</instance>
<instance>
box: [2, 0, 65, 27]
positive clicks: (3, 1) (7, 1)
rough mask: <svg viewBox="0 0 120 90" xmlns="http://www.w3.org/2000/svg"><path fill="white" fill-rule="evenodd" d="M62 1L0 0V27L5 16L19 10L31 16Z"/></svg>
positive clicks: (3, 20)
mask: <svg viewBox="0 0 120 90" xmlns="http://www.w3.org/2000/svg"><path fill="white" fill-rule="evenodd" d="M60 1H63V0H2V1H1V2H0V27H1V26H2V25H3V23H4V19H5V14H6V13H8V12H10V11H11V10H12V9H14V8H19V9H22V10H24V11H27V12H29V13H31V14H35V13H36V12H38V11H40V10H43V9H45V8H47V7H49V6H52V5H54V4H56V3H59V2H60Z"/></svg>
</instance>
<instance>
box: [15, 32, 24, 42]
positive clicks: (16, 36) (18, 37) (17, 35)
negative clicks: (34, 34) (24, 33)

· · · · · · ·

Give every line from the start of the entries through the line containing "positive clicks: (3, 20)" as a Markdown table with the columns Row and Line. Number each row and leave out any blank lines.

| Row | Line |
|---|---|
| 1 | </instance> |
| 2 | <instance> |
| 3 | box: [2, 0, 65, 27] |
| 4 | positive clicks: (3, 1) (7, 1) |
| 5 | rough mask: <svg viewBox="0 0 120 90" xmlns="http://www.w3.org/2000/svg"><path fill="white" fill-rule="evenodd" d="M62 1L0 0V27L5 16L19 10L31 16Z"/></svg> |
| 6 | positive clicks: (3, 20) |